Testo citato |
┄┄┄┄┄┄┄┄┄┄

Re: Kaguyahime Monogatari - Isao Takahata (3-4-5 novembre 20
Inviato: mer nov 05, 2014 2:26 am
Grazie per il commento Shito!
Edito un po' ciò che ho scritto ieri sera e ne approfitto per aggiungere alcune considerazioni, perché con gli occhi che mi si chiudevano ieri ho finito per scrivere un po' a caso...
Su Kaguya, condivido che il Mikado sia stato la goccia che ha fatto traboccare il vaso.
Come scrivevo nel commento precedente, un passo dopo l'altro l'hanno condotta alla disperazione, e pian piano noi con lei abbiamo compreso quei mattoni che uno sopra l'altro la turbavano.
Il trasloco dalla campagna alla capitale per scelta dei genitori (la perdita dei luoghi, degli amici e delle abitudini d'infanzia), che pensavano di farla felice.

┄┄┄┄┄┄┄┄┄┄

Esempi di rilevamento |

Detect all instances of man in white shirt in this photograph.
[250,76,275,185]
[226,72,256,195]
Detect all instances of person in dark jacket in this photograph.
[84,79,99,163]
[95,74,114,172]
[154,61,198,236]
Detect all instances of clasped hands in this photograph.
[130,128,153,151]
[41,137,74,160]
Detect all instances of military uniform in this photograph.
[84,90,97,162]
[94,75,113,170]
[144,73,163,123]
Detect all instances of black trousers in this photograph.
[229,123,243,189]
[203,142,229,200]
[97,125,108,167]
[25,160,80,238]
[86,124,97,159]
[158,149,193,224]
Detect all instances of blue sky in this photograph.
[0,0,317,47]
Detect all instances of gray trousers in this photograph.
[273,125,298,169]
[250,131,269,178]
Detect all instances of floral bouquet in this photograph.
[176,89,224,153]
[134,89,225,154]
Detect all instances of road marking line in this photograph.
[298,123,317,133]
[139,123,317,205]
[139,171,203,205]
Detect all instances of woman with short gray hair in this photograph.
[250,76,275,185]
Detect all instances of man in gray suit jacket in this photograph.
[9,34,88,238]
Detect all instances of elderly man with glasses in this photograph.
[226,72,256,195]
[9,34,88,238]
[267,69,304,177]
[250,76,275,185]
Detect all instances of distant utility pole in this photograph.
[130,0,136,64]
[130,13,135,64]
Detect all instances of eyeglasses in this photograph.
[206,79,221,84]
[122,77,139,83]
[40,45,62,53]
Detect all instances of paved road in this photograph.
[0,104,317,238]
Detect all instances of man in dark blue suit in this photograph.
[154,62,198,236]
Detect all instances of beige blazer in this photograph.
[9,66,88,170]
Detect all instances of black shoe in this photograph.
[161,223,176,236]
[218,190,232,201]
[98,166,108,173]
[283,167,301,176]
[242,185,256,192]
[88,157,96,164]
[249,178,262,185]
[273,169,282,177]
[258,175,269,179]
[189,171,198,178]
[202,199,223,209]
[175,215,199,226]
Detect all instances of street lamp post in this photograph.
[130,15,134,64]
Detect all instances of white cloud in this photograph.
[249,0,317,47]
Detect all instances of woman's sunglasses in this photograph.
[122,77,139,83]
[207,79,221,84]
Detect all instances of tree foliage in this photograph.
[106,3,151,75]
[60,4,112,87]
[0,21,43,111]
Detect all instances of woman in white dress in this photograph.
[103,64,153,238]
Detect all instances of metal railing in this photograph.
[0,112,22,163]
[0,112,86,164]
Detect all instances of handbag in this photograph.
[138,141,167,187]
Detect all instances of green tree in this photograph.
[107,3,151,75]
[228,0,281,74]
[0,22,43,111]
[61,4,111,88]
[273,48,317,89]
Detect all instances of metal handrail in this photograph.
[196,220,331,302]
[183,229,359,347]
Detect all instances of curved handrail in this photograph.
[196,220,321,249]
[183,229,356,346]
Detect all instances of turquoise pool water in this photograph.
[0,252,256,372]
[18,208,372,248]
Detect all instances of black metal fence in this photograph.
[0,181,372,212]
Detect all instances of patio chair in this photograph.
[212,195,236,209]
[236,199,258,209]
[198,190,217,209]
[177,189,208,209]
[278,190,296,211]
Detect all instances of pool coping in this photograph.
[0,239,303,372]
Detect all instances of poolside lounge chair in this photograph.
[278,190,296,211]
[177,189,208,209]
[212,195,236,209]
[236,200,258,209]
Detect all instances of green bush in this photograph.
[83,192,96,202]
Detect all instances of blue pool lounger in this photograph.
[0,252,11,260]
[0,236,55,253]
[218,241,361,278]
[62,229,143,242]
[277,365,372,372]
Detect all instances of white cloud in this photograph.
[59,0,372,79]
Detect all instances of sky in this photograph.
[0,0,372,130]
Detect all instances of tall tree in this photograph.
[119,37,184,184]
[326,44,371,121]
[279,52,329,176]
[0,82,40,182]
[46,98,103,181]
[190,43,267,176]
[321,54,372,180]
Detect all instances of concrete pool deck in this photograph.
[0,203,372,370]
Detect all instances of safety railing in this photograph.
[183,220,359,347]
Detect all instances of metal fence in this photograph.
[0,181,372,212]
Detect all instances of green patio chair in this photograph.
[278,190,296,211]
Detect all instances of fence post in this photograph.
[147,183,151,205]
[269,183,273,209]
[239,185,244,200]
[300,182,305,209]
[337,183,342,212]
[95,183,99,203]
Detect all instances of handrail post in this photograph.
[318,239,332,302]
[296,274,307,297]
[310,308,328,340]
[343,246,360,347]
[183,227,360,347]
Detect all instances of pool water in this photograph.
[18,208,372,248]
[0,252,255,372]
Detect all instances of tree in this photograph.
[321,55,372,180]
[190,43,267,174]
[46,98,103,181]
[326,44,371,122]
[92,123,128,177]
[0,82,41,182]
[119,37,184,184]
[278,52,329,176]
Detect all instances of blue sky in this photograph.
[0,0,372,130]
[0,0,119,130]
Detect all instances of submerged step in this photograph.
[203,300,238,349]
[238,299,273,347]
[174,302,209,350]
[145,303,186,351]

┄┄┄┄┄┄┄┄┄┄

Obiettivo | Ricopia parola per parola, dall'inizio alla fine, il messaggio su Kaguyahime Monogatari. I record provengono da un'altra fonte.

Esercizio svolto |
Re: Kaguyahime Monogatari - Isao Takahata (3-4-5 novembre 20
Inviato: mer nov 05, 2014 2:26 am
Grazie per il commento Shito!
Edito un po' ciò che ho scritto ieri sera e ne approfitto per aggiungere alcune considerazioni, perché con gli occhi che mi si chiudevano ieri ho finito per scrivere un po' a caso...
Su Kaguya, condivido che il Mikado sia stato la goccia che ha fatto traboccare il vaso.
Come scrivevo nel commento precedente, un passo dopo l'altro l'hanno condotta alla disperazione, e pian piano noi con lei abbiamo compreso quei mattoni che uno sopra l'altro la turbavano.
Il trasloco dalla campagna alla capitale per scelta dei genitori (la perdita dei luoghi, degli amici e delle abitudini d'infanzia), che pensavano di farla felice.